__TASK DETAILS__: Because the entries hold pictures, reproduce only their words, exactly as written.

__EXERCISE DATA__:

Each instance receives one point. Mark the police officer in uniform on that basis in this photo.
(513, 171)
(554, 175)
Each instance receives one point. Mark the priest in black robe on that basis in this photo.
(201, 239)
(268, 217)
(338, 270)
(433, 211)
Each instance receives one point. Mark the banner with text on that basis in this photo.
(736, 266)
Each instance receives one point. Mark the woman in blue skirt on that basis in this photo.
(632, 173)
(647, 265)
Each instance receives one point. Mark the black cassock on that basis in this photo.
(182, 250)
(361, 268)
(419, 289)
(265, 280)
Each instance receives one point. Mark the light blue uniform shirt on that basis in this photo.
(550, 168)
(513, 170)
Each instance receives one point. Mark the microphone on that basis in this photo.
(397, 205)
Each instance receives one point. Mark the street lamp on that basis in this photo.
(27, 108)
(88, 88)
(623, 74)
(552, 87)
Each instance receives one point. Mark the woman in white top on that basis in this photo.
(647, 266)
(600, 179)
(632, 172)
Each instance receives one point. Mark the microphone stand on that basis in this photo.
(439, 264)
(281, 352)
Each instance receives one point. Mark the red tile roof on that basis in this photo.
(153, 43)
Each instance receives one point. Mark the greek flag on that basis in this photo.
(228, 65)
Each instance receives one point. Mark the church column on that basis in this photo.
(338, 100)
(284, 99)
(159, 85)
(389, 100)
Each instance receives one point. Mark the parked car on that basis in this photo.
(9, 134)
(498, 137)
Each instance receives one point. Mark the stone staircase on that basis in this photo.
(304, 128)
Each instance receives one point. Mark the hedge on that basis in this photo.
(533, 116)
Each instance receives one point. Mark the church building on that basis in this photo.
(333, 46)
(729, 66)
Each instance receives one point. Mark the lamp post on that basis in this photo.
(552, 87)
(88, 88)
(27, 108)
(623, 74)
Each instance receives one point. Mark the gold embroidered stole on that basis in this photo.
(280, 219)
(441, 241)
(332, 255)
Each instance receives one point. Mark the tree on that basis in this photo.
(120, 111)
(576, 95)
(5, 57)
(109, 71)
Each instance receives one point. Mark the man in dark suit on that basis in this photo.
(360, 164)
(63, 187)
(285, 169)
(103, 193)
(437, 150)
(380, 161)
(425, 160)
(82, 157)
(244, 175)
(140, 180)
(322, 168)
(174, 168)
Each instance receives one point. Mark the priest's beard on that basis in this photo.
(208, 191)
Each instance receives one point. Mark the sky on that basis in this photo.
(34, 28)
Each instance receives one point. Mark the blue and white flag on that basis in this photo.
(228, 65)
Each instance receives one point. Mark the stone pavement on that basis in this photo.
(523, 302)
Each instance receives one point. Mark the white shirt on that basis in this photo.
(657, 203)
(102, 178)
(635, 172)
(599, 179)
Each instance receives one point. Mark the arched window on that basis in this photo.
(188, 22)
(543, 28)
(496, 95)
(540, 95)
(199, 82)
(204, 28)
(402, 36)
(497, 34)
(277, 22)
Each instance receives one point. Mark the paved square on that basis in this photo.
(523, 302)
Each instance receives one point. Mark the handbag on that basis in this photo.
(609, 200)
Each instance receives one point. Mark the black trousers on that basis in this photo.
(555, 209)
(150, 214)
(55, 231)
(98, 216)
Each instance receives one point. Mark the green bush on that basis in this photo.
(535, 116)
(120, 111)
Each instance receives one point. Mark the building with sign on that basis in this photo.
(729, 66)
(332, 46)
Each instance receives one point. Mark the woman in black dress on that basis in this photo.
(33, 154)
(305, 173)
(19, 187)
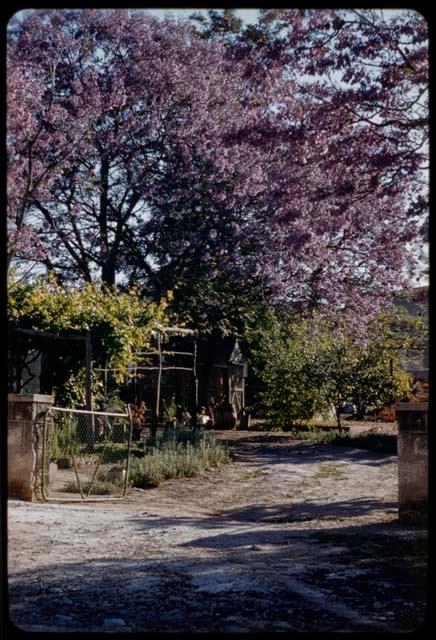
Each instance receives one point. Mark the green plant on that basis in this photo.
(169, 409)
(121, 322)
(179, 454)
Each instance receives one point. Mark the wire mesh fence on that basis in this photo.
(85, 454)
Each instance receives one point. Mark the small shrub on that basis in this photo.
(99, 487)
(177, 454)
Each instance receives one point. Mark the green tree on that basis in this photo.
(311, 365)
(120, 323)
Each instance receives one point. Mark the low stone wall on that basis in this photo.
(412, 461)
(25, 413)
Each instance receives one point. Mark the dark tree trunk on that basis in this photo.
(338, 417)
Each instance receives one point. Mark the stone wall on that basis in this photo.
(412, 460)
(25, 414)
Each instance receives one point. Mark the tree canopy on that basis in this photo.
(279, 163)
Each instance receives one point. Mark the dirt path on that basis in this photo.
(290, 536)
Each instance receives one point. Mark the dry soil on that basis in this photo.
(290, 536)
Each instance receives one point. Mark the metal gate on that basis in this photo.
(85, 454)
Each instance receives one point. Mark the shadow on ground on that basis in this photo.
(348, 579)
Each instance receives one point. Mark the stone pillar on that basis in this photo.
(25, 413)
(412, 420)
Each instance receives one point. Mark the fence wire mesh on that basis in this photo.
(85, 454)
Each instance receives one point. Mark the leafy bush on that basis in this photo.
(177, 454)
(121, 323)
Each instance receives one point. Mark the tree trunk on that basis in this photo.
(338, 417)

__SOLUTION FOR THIS TASK__:
Each instance receives one point. Mark the police officer in uniform on that basis in this photo.
(513, 171)
(554, 175)
Each instance receives one point. Mark the priest in black robe on that basis in this photo.
(201, 239)
(268, 217)
(338, 270)
(433, 211)
Each instance receives one point. Mark the banner with text on that basis in this photo.
(736, 266)
Each instance receives one point. Mark the woman in blue skirt on that basis in this photo.
(632, 173)
(647, 265)
Each instance receives one point. Mark the black cassock on that basis in this photo.
(182, 250)
(361, 268)
(419, 289)
(265, 280)
Each instance receives one point. Mark the light blue uniform shirt on that basis in this photo.
(550, 168)
(513, 170)
Each instance receives one point. Mark the microphone on that basis in this photo.
(397, 205)
Each instance receives one point. Mark the street lamp on that basis in this photo.
(27, 108)
(88, 88)
(623, 74)
(552, 87)
Each instance receives one point. Mark the woman in white top on that basis in this photo.
(647, 266)
(600, 179)
(632, 172)
Each instance receives one point. Mark the microphone stand on that basis in this photo.
(439, 264)
(281, 352)
Each instance receives one point. Mark the red tile roof on that basis in this photo.
(153, 43)
Each instance receives one point. Mark the greek flag on that basis in this photo.
(228, 65)
Each instance receives one point. Mark the church column on that basis in this photo.
(338, 100)
(284, 99)
(159, 85)
(389, 100)
Each instance receives one point. Mark the parked car on that basis in this photo.
(9, 134)
(498, 137)
Each instance receives one point. Mark the stone staircase on that basis in this photo.
(304, 128)
Each instance receives one point. Mark the hedge on that basis in this photo.
(533, 116)
Each instance receives one point. Mark the church building on that basis in this photo.
(333, 46)
(729, 66)
Each instance receives one point. Mark the lamp post on that basis in this photo.
(552, 87)
(88, 88)
(27, 108)
(623, 74)
Each instance receives one point. Mark the gold embroidered stole on that basis in this photo.
(280, 219)
(441, 241)
(332, 255)
Each instance receives one point. Mark the tree on that basis in this photo.
(120, 111)
(576, 95)
(5, 57)
(109, 71)
Each instance receives one point. Mark the man in dark suit on that basis in this photo.
(360, 164)
(63, 187)
(285, 169)
(103, 193)
(437, 150)
(380, 161)
(425, 160)
(82, 157)
(244, 175)
(140, 180)
(322, 168)
(174, 168)
Each instance receives one point. Mark the priest's beard on that basis in this photo.
(208, 191)
Each instance receives one point. Mark the sky on that basis in this photo.
(34, 28)
Each instance receives one point. Mark the blue and white flag on that basis in this photo.
(228, 65)
Each instance receives one point. Mark the stone pavement on that basis in this photo.
(523, 302)
Each instance receives one point. Mark the white shirt on that basis in this photo.
(657, 203)
(102, 178)
(635, 172)
(599, 179)
Each instance receives one point. Mark the arched window on that basis in this photo.
(188, 22)
(543, 28)
(496, 95)
(540, 95)
(199, 82)
(204, 28)
(402, 36)
(497, 34)
(277, 22)
Each instance receives one point. Mark the paved square on that basis in this photo.
(523, 302)
Each instance receives one point. Mark the handbag on that basis in this photo.
(609, 200)
Each instance receives one point. Mark the black trousers on that basis in this photo.
(555, 209)
(150, 214)
(55, 231)
(98, 216)
Each instance receives one point. Mark the green bush on that basis in this photo.
(535, 116)
(120, 111)
Each instance receives one point. Mark the building with sign on that basis in this photo.
(729, 66)
(332, 46)
Each instance receives one point. Mark the woman in black dress on that basis in this photo.
(33, 154)
(305, 173)
(19, 187)
Each instance receives one point. Mark the green plant on that basis in this photo.
(169, 409)
(121, 322)
(179, 454)
Each instance receives one point. Mark the wire mesh fence on that basis in this photo.
(85, 454)
Each instance receives one point. Mark the small shrub on that basis in this photo.
(99, 487)
(177, 454)
Each instance receives one point. Mark the green tree on that basis in this photo.
(311, 365)
(120, 323)
Each instance receives one point. Mark the low stone wall on that basis in this photo.
(412, 461)
(25, 413)
Each instance receives one point. Mark the dark tree trunk on that basis in this photo.
(338, 417)
Each instance receives one point. Mark the stone wall on that basis in this photo.
(412, 460)
(25, 414)
Each instance receives one point. Mark the tree canopy on that basis in this photo.
(279, 163)
Each instance receives one point. Mark the dirt path on that basis in this photo.
(290, 536)
Each instance receives one point. Mark the dry soil on that basis in this photo.
(290, 536)
Each instance receives one point. Mark the metal gate on that basis in this photo.
(85, 454)
Each instance receives one point. Mark the shadow on ground on that basis in this photo.
(348, 579)
Each instance receives one point. Mark the stone pillar on that basis in this photo.
(25, 413)
(412, 420)
Each instance receives one point. Mark the fence wire mesh on that basis in this photo.
(85, 454)
Each instance receives one point. Mark the leafy bush on that basis in this photo.
(177, 454)
(121, 323)
Each instance receives one point. Mark the tree trunk on that basis in this photo.
(338, 417)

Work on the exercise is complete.